Excerpted passage
● ● ● ● ●
I want to run the code without the na.omit on the last line so that rows are only omitted if the missing value would have been used in the model.

#specify rf model
rf_spec <-
  rand_forest(mtry = tune(), min_n = tune(), trees = 1000) %>%
  set_engine("ranger") %>%
  set_mode("classification")

#test train split
set.seed(1)
trn_tst_split <- initial_split(dataset, strata = Class)
folds <- vfold_cv(training(trn_tst_split), v=5, strata = Class) #5 folds just to run quickly

# function to generate all possible combinations of formulas with n variables added to a base formula
add_n_var_formulas <- function(y_var, x_vars, data, n = 2, include_base = T, include_full = T){

  potential_x_vars <-
    names(data) %>% #variable names
    {.[!. %in% c(y_var, x_vars)]} #remove y and existing x vars

  combos <-
    potential_x_vars %>%
    DescTools::CombSet(n, repl=FALSE, ord=FALSE) %>%
    as_tibble() %>%
    unite(col = combination, sep = " + ") %>%
    pull(combination, name = combination)
● ● ● ● ●
[Image object location entries]
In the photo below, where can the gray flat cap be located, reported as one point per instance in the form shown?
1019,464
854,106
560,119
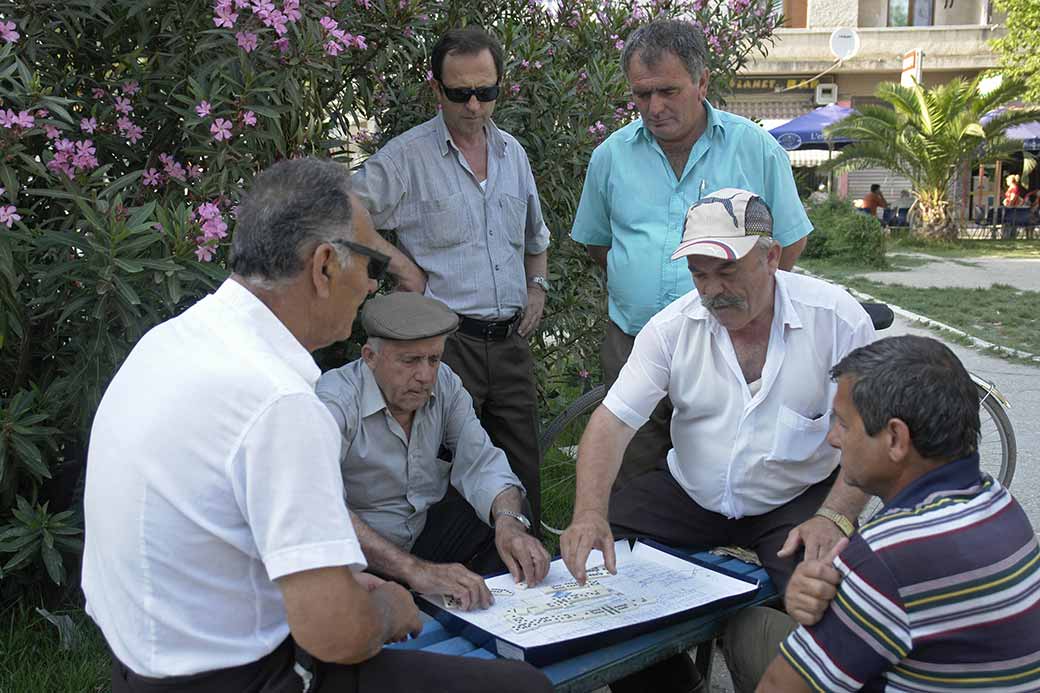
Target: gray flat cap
● ● ● ● ●
Requirement
Edit the random forest code, starting with "I want to run" and going on through "set.seed(1)", so that "classification" becomes "regression". These entries are unrelated to the random forest code.

In response
I want to run the code without the na.omit on the last line so that rows are only omitted if the missing value would have been used in the model.

#specify rf model
rf_spec <-
  rand_forest(mtry = tune(), min_n = tune(), trees = 1000) %>%
  set_engine("ranger") %>%
  set_mode("regression")

#test train split
set.seed(1)